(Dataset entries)
== Segment start ==

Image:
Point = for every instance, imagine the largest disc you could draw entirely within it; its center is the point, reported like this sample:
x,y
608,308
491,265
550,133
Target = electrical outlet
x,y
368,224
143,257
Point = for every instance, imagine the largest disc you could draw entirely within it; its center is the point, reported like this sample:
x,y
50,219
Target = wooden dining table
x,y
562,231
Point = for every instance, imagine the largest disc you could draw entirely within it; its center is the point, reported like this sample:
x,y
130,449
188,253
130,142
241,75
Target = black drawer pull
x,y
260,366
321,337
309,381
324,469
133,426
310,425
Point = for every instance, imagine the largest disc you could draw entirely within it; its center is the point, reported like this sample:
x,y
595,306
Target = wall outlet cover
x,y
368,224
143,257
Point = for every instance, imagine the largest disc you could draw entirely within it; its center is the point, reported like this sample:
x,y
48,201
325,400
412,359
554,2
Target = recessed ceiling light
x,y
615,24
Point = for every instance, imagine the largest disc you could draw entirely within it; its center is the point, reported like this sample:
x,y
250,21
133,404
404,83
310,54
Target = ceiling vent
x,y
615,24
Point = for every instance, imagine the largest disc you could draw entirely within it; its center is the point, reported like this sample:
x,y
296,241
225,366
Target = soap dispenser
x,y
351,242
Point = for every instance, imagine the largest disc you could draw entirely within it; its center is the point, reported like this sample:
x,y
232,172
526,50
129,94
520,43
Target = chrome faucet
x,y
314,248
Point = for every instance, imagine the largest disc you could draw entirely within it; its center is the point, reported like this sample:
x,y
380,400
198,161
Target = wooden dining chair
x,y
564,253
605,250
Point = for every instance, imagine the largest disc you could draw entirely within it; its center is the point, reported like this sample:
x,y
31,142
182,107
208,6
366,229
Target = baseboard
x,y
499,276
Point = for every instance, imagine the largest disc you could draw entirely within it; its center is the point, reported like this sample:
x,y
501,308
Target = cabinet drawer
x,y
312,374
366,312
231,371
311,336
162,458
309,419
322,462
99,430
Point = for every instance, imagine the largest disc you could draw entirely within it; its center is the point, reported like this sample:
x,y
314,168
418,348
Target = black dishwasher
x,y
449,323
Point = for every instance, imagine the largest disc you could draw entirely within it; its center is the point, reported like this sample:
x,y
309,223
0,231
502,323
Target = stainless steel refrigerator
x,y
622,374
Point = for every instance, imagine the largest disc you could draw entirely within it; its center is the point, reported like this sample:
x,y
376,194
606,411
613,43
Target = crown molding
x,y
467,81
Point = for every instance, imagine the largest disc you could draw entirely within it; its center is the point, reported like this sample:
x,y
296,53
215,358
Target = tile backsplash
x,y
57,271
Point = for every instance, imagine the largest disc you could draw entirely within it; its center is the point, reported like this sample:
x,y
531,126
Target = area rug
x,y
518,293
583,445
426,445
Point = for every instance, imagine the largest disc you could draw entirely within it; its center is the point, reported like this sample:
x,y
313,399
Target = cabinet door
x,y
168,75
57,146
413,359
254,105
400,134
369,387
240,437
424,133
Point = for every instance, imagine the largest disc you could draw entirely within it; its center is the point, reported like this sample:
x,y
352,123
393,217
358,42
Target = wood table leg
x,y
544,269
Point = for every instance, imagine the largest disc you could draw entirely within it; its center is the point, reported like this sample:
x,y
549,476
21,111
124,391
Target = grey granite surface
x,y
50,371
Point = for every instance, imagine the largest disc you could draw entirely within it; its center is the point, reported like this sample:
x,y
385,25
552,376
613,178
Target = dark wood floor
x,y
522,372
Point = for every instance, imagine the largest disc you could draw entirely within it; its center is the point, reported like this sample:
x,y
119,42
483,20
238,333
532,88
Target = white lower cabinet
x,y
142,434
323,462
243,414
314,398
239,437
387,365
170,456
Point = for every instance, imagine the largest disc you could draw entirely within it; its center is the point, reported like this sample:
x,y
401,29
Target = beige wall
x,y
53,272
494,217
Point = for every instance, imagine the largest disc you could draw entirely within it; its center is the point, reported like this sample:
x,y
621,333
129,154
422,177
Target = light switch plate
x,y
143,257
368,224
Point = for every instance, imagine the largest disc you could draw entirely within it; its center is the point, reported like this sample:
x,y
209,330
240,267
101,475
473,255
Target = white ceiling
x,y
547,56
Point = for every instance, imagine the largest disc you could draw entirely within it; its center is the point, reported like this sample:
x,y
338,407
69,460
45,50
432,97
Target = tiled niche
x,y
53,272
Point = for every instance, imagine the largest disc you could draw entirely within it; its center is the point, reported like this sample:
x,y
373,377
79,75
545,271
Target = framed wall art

== Segment end ==

» **TASK INSTRUCTIONS**: Without leaving anything out, quote all the data.

» **THE ANSWER**:
Image:
Point = for every instance, imagine the largest disc you could draw entirely within it; its center is the point, reported like this sample:
x,y
608,308
491,265
550,133
Target = electrical outlet
x,y
368,224
143,257
Point = for every instance, imagine the largest disc you could draw entirely within it; its center is the point, reported like this sample:
x,y
50,219
Target = wooden dining table
x,y
562,231
Point = for every instance, imagine the largest disc you could draw entirely within it; its center is the point, reported like this sample:
x,y
130,449
188,253
130,142
241,75
Target = black drawer pull
x,y
260,366
321,337
309,381
324,469
133,426
310,425
Point = for every instance, imagine the largest disc you could draw entirely within it; its center is the point, reported like this sample:
x,y
595,306
Target = wall outlet cover
x,y
368,224
143,257
Point = for every instance, imagine the largest disc you could draw entirely within it; its center is the point, reported like this sample:
x,y
48,201
325,400
412,359
554,2
Target = recessed ceiling light
x,y
615,24
Point = for every instance, imagine the largest disc you could draw entirely within it; its center is the point, reported like this sample:
x,y
250,21
133,404
404,83
310,54
Target = ceiling vent
x,y
615,24
Point = for every instance, imagine the largest disc you could draw entirely within it; its center is the point, reported like this sample:
x,y
296,241
225,366
Target = soap dispenser
x,y
351,242
Point = for every instance, imagine the largest disc you could draw entirely within it; its center is the point, reported like this sample:
x,y
232,172
526,50
129,94
520,43
Target = chrome faucet
x,y
314,248
Point = for every instance, imagine the largest disc you could draw entirely within it; its center is the point, reported like this sample:
x,y
380,400
198,161
Target = wooden dining chair
x,y
564,253
605,250
Point = for every instance, imagine the largest disc you could draw entirely within it; its center is the point, reported like this sample:
x,y
31,142
182,107
208,6
366,229
Target = baseboard
x,y
499,276
Point = for every instance, imagine the largest disc you could draw entirely within it; its center is the point, reported like this sample:
x,y
501,308
Target = cabinet drawer
x,y
312,374
366,312
231,371
311,336
162,458
309,419
322,462
99,430
Point = for every instance, imagine the largest disc you could draw entirely within it; its center is the point, reported like this sample:
x,y
314,168
418,348
Target = black dishwasher
x,y
449,323
Point = for every instance, imagine the largest disc you could draw entirely within it; its center is the point, reported like this sample:
x,y
309,223
0,231
502,323
Target = stainless steel refrigerator
x,y
622,374
Point = for every instance, imagine the largest disc you could draw entirely within it; its center is the point, reported like this sample:
x,y
376,194
606,411
613,43
Target = crown molding
x,y
467,81
Point = for every instance, imagine the largest disc you could draw entirely within it; its center is the point, reported like this sample:
x,y
296,53
215,358
Target = tile backsplash
x,y
57,271
Point = for every instance, imagine the largest disc you could draw entirely within it; its center is the point, reported like this sample:
x,y
531,126
Target = area rug
x,y
518,293
583,445
426,445
Point = for every instance, imagine the largest disc you could draw entirely within it; its center is the point, reported like this sample:
x,y
313,399
Target = cabinet door
x,y
168,75
57,146
413,359
254,105
400,134
369,387
240,437
424,133
Point = for every instance, imagine the largest disc you could draw entirely within it; its center is the point, reported like this sample:
x,y
352,123
393,217
358,42
Target = wood table leg
x,y
544,269
Point = for every instance, imagine the largest disc you could draw entirely within it; its center is the point, reported like this sample:
x,y
549,476
21,111
124,391
Target = grey granite surface
x,y
50,371
Point = for every instance, imagine the largest disc you could draw entirely within it; its center is the point, reported like this sample:
x,y
385,25
552,376
613,178
Target = dark wood floor
x,y
522,372
Point = for every instance, imagine the largest disc you could draw entirely within it; its center is the point, reported like this sample:
x,y
119,42
483,20
238,333
532,88
Target = white lower cabinet
x,y
142,434
323,462
243,414
314,398
239,437
387,365
170,456
Point = for every instance, imagine the largest disc you could draw entirely within it; its center is the point, reported like this sample:
x,y
401,29
Target = beige wall
x,y
53,272
494,217
Point = for every instance, imagine the largest disc you could draw entirely within it; its center is the point, reported like this sample:
x,y
621,333
129,154
422,177
Target = light switch plate
x,y
143,257
368,224
Point = for every instance, imagine the largest disc you could draw entirely within it; its center is the point, reported like this sample:
x,y
209,330
240,267
101,475
473,255
Target = white ceiling
x,y
547,56
Point = for every instance, imagine the largest disc you could draw entirely within it; its center is the point, reported like this sample:
x,y
338,407
69,460
45,50
432,97
Target = tiled niche
x,y
53,272
Point = for every instance, imagine the largest disc you could draw entirely within it; its center is the point, reported like this sample:
x,y
373,377
79,75
545,271
Target = framed wall art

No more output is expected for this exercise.